All that is needed is an exact copy of the lines from the beginning of the data below through the line containing "column 471, row 355", minus the pictures.
--------------------------------------------------
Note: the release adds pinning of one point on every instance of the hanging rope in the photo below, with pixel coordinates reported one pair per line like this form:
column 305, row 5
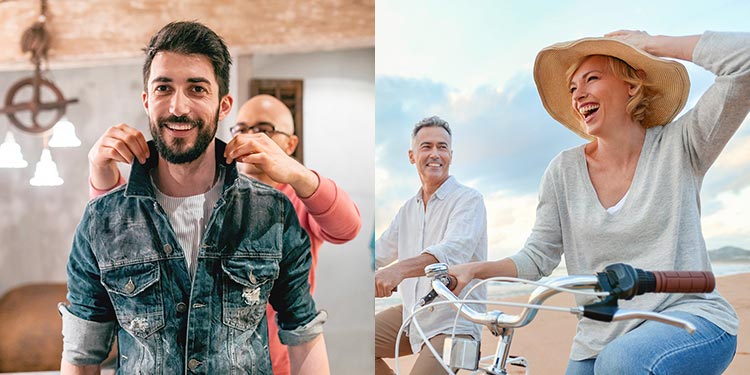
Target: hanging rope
column 36, row 38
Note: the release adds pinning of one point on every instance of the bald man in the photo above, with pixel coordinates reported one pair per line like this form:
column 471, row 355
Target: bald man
column 263, row 140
--------------------------------------------------
### SOLUTION
Note: the release adds pinning of one point on every instance of the hanging rope in the photo below, with pixel coordinates reported one pair per line like this form:
column 305, row 5
Target: hanging rope
column 36, row 38
Note: the release adds pinning of one point on every instance of the bald man in the photo above, with pixel coordinates reported one pair per line like this form:
column 471, row 355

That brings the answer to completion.